◆ INSTRUCTIONS TO FOLLOW: Please return all of the entries below exactly as they are written.

(Saved entries)
-------------------------
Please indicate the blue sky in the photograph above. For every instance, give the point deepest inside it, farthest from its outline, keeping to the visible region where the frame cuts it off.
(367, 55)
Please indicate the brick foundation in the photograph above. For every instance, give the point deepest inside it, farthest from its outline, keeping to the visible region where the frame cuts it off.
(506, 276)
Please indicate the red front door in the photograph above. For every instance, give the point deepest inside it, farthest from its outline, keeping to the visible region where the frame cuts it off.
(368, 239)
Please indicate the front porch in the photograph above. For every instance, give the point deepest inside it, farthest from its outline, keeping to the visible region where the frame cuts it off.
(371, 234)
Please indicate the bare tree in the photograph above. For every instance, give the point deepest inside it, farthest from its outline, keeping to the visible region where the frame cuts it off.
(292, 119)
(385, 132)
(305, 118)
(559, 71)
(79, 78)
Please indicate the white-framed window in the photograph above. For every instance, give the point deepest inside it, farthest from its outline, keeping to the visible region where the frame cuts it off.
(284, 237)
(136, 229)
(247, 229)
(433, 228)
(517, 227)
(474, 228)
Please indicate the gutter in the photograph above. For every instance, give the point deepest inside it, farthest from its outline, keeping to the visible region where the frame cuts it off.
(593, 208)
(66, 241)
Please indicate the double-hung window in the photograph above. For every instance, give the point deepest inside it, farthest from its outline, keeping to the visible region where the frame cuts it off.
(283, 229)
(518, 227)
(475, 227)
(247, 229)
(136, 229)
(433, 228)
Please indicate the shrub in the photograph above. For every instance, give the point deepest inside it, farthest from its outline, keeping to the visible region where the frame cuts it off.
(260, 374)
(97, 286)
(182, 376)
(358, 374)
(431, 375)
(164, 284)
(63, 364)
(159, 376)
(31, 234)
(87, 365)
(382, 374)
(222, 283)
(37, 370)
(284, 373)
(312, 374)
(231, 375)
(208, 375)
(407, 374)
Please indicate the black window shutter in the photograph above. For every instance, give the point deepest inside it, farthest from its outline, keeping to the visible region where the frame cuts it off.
-------------------------
◆ ANSWER FOR THE TASK:
Please indicate the blue sky in the photograph above. For every instance, give the point deepest inside it, farthest from its outline, keeping to the visible region where the frame cuts it off.
(367, 55)
Please indicate the brick foundation in the photograph above. For every instance, give the point deepest inside it, farthest from its outline, keeping to the visible region where the frame cuts it off.
(506, 276)
Please indicate the red front door in the photograph above. For every instance, give the point deepest inside it, farthest from its outline, keeping to the visible region where the frame cuts it off.
(368, 239)
Please indicate the front porch in the photograph above. For every instance, give the point deepest inside it, farthest from its outline, keeping to the visible region where the frame cuts it off.
(371, 234)
Please indicate the bare tree in the photograph above. For every instance, give the point deepest inside it, farthest from its outline, keeping to the visible region where the frame cuts it off.
(292, 119)
(385, 132)
(305, 118)
(559, 71)
(79, 78)
Please indicate the white-framed window in the photograph above. For every instance, give the point deepest inside it, farthest from its outline, keeping to the visible region where the frame cuts it off.
(284, 237)
(136, 229)
(247, 229)
(433, 228)
(517, 227)
(474, 228)
Please indicate the gutter in the photograph above. For every instance, give the point deepest inside it, farthest from its outline, keeping to the visible region where the frame cuts it off.
(593, 208)
(66, 241)
Please indicate the double-hung window in the photograph above. For every instance, give the point deepest inside it, farthest from its outline, keeping to the visible region where the frame cuts it off.
(283, 229)
(518, 227)
(475, 227)
(247, 229)
(136, 229)
(433, 228)
Please indicate the shrub in the photograph above. For every instance, give the point deepest inside it, farthest from its outline, keeping to the visible region where the frame cuts it off.
(260, 374)
(97, 286)
(182, 376)
(358, 374)
(431, 375)
(164, 284)
(63, 364)
(159, 376)
(31, 234)
(87, 365)
(382, 374)
(222, 283)
(37, 370)
(284, 373)
(312, 374)
(231, 375)
(208, 375)
(407, 374)
Please indicate the black window shutter in the photograph above. For every instance, give the point deepest inside it, farthest from its outline, keeping to the visible region where the frame cuts it off.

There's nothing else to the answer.